Task requirements — Extend the text on Saint Demetrius Church in Focșani with the passage that would naturally follow its final sentence.

Saint Demetrius Church (Biserica Sfântul Dumitru) is a Romanian Orthodox church located at 4 Eroilor Street in Focșani, Romania. It is dedicated to Saint Demetrius of Thessaloniki, as well as to Anthony the Great.

The church was built on a plot of land donated by two brothers in 1692. First built in wood in 1696, it was rebuilt as a masonry structure in trefoil shape in 1709. The building is characteristic of the nascent Phanariot era, during which small-scale ktetors would donate for their spiritual and social benefit. A Captain Vicol financed construction.

When the church was placed under the supervision of the Agapia Monastery, the furious inhabitants of Focșani pillaged it. Tensions abated after the monastery leadership made several attempts to restore calm. Subsequently, in 1820, Veniamin Costache, the Metropolitan of Moldavia, took on the role of mediator between town and monastery.

Data entries —
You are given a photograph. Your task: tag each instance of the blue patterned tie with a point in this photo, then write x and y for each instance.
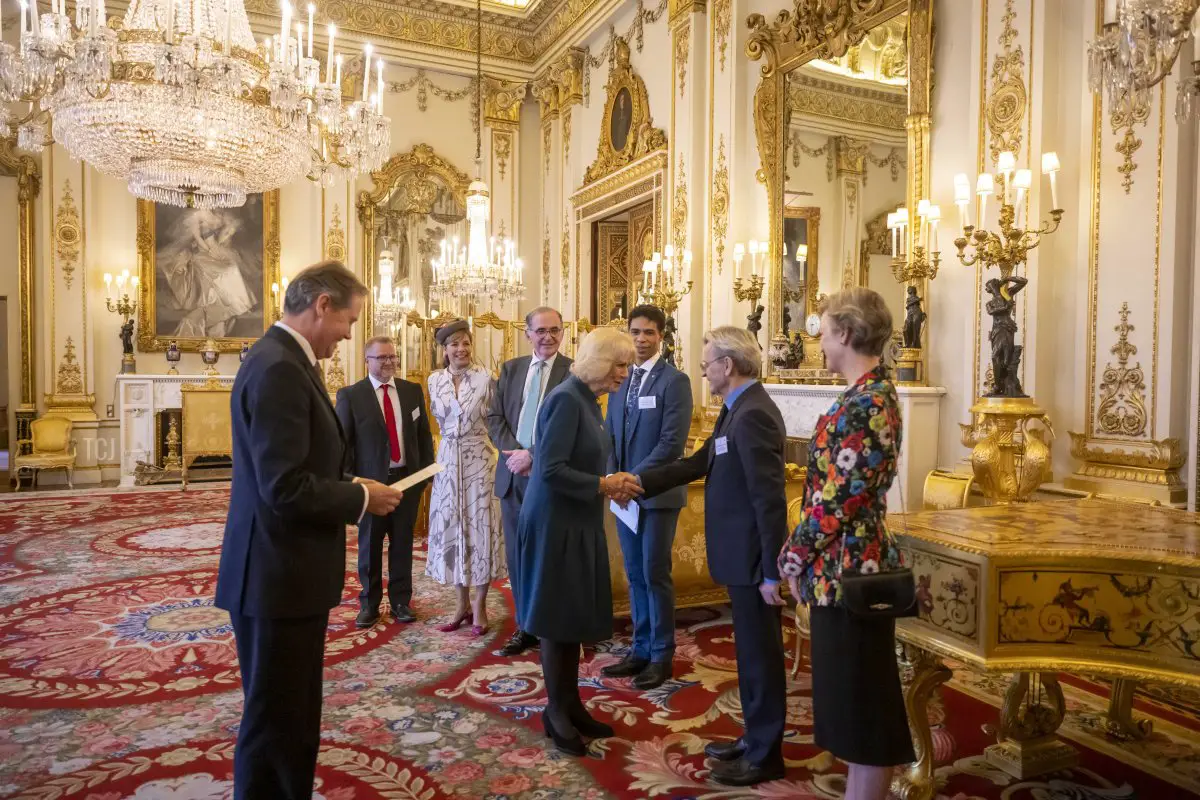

...

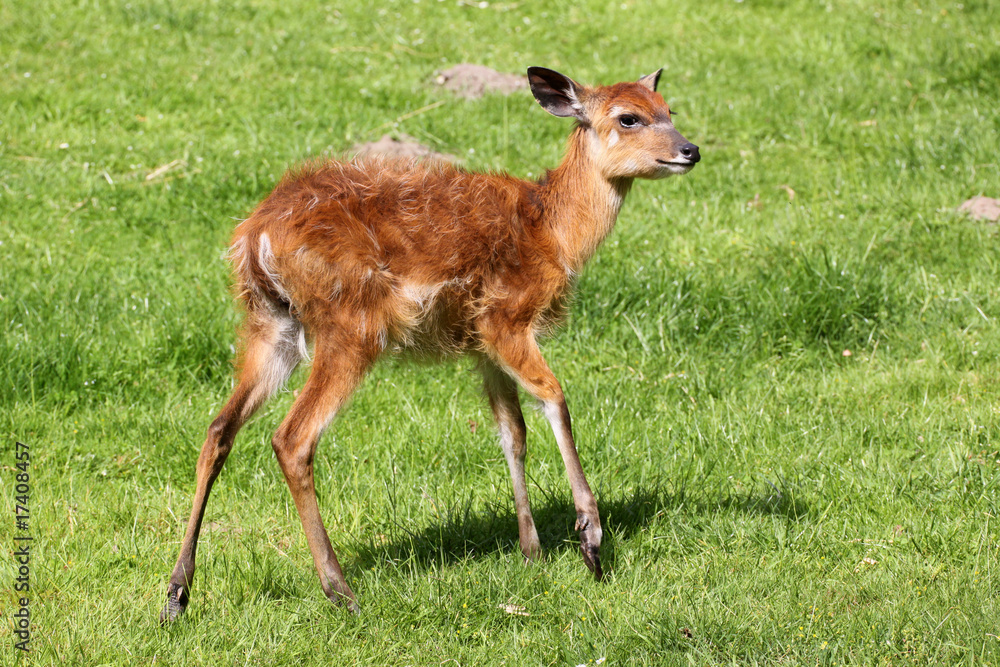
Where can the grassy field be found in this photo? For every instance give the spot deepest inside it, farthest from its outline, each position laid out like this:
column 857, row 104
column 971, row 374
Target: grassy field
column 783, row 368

Final result —
By 1921, the church had degraded into a ruinous state, such that the city hall was considering demolition. Although saved from that fate following an appeal by parishioners, it was not until 1936 that a partial renovation took place, with further work in 1942 and 1968–1969. It came to be known as the Power Plant Church (Sfântul Dumitru - Uzină) due to the proximity of an electric station, demolished in 1978. The dedication to Saint Anthony was added in 1988, at the end of a six-year restoration.

The cross-shaped church is divided into a porch, narthex, nave and altar. The building material is masonry and limestone mortar. The porch features a closed balcony with carved wood. The neoclassical facades are horizontally separated by a sharply highlighted row of plaster. The upper register is decorated with square niches. The spire sits on the porch.

The church and is listed as a historic monument by Romania's Ministry of Culture and Religious Affairs.